### PROBLEM REQUIREMENTS
Write out each entry again. Keep every word exactly as it is.

### INPUT RECORDS
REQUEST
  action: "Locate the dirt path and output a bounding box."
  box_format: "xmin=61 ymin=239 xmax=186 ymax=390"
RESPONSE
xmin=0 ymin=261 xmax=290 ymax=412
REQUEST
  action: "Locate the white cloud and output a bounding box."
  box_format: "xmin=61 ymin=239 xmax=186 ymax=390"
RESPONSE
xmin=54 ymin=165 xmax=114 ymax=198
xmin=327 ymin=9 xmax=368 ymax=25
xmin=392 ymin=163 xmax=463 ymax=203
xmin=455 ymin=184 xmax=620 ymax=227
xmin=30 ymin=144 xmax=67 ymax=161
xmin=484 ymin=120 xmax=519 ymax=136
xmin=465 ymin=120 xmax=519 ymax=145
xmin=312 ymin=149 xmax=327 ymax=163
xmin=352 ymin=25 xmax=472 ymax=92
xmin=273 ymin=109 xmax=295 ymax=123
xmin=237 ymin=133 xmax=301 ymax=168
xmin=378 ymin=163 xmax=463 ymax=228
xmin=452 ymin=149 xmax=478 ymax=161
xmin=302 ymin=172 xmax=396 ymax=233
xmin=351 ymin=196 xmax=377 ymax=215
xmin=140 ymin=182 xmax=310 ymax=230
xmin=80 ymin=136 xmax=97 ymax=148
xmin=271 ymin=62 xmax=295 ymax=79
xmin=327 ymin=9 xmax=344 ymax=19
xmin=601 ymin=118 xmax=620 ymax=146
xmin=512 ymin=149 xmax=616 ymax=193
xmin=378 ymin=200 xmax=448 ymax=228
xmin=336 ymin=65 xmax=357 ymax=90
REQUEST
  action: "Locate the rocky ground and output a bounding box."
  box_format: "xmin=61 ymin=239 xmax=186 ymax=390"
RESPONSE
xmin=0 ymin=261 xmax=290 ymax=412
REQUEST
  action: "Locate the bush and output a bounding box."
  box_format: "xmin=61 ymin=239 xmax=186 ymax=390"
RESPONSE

### EXERCISE SOLUTION
REQUEST
  action: "Locate the dirt path and output a bounding box."
  box_format: "xmin=61 ymin=239 xmax=186 ymax=390"
RESPONSE
xmin=0 ymin=261 xmax=290 ymax=412
REQUEST
  action: "Locate the white cloud and output a bounding box."
  box_format: "xmin=61 ymin=239 xmax=186 ymax=390"
RESPONSE
xmin=54 ymin=165 xmax=114 ymax=198
xmin=327 ymin=9 xmax=368 ymax=25
xmin=392 ymin=163 xmax=463 ymax=203
xmin=455 ymin=184 xmax=620 ymax=227
xmin=30 ymin=144 xmax=67 ymax=161
xmin=484 ymin=120 xmax=519 ymax=136
xmin=465 ymin=120 xmax=519 ymax=145
xmin=312 ymin=149 xmax=327 ymax=163
xmin=352 ymin=25 xmax=472 ymax=92
xmin=273 ymin=109 xmax=295 ymax=123
xmin=237 ymin=133 xmax=301 ymax=168
xmin=378 ymin=163 xmax=463 ymax=228
xmin=452 ymin=149 xmax=478 ymax=161
xmin=302 ymin=172 xmax=396 ymax=233
xmin=351 ymin=196 xmax=377 ymax=215
xmin=140 ymin=182 xmax=310 ymax=230
xmin=80 ymin=136 xmax=97 ymax=148
xmin=271 ymin=62 xmax=295 ymax=79
xmin=327 ymin=9 xmax=344 ymax=19
xmin=601 ymin=118 xmax=620 ymax=146
xmin=512 ymin=149 xmax=616 ymax=193
xmin=378 ymin=200 xmax=448 ymax=228
xmin=336 ymin=65 xmax=357 ymax=90
REQUEST
  action: "Locate the rocky ground and output a bounding box."
  box_format: "xmin=61 ymin=239 xmax=186 ymax=390"
RESPONSE
xmin=0 ymin=261 xmax=290 ymax=412
REQUEST
  action: "Locate the bush and output a bounding box."
  box_format: "xmin=61 ymin=239 xmax=186 ymax=390"
RESPONSE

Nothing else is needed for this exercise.